= TASK =
Nothing in the records may be left out; restate them word for word.

* * * * * * *

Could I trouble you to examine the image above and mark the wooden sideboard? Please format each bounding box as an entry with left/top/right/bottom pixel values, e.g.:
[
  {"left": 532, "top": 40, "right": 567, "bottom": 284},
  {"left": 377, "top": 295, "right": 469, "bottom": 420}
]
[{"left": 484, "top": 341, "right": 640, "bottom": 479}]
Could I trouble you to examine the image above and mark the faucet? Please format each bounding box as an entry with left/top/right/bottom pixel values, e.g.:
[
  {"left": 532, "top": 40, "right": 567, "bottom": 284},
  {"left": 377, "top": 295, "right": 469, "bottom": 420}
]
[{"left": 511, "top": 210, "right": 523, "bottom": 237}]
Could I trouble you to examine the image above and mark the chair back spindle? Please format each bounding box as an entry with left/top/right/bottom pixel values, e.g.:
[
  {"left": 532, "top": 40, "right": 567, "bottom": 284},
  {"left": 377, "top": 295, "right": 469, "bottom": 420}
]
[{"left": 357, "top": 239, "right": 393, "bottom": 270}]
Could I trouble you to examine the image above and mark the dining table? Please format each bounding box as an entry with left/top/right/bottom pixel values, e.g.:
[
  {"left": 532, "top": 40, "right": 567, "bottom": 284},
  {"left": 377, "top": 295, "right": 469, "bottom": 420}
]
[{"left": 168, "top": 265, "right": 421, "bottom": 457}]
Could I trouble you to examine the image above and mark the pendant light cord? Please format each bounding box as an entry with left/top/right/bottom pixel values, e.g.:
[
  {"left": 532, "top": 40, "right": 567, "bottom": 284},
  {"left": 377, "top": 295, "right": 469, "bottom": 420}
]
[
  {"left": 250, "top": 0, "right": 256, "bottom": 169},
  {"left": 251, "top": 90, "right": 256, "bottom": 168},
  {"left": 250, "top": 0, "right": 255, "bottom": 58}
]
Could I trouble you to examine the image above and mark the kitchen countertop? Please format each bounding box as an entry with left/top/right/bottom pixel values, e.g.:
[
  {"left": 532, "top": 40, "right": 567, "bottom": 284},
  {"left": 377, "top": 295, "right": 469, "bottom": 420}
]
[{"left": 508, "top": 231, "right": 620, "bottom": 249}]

* * * * * * *

= OUTPUT =
Could I trouble you to examine the image above and mark the wooden sideboard? Please format each bounding box as an entry with left/top/right/bottom pixel values, e.g.:
[
  {"left": 532, "top": 40, "right": 567, "bottom": 284},
  {"left": 377, "top": 295, "right": 469, "bottom": 420}
]
[{"left": 484, "top": 341, "right": 640, "bottom": 479}]
Could I trouble you to examine the image above and mark the faucet? Please format each bounding box as an entry with left/top/right/bottom pixel values, e.g.:
[
  {"left": 532, "top": 40, "right": 567, "bottom": 284},
  {"left": 377, "top": 295, "right": 469, "bottom": 420}
]
[{"left": 511, "top": 210, "right": 523, "bottom": 237}]
Could I trouble you to examine the image above and mark the chair back spindle? Please format each bounding box as an entry with left/top/right/bottom pixel values, e.g.:
[
  {"left": 532, "top": 40, "right": 567, "bottom": 284},
  {"left": 377, "top": 295, "right": 469, "bottom": 420}
]
[{"left": 357, "top": 239, "right": 393, "bottom": 270}]
Could I trouble you to examine the image above and mark the dining table? Please format each bounding box as an entry with left/top/right/bottom pixel values, e.g.:
[
  {"left": 532, "top": 40, "right": 567, "bottom": 284},
  {"left": 377, "top": 295, "right": 469, "bottom": 420}
]
[{"left": 168, "top": 265, "right": 421, "bottom": 457}]
Could I trouble you to examine the image above and mark the pendant light cord? Please format each bounding box as an entry with left/top/right/bottom pixel values, e.g.:
[
  {"left": 532, "top": 40, "right": 567, "bottom": 284},
  {"left": 377, "top": 295, "right": 469, "bottom": 420}
]
[
  {"left": 250, "top": 0, "right": 256, "bottom": 169},
  {"left": 251, "top": 90, "right": 256, "bottom": 168},
  {"left": 250, "top": 0, "right": 255, "bottom": 58}
]
Could I trouble you to examine the image above and mark the kitchen countertop? Please format each bounding box as an entry with left/top/right/bottom pixel values, e.g.:
[
  {"left": 532, "top": 40, "right": 567, "bottom": 284},
  {"left": 377, "top": 295, "right": 469, "bottom": 420}
]
[{"left": 508, "top": 231, "right": 620, "bottom": 249}]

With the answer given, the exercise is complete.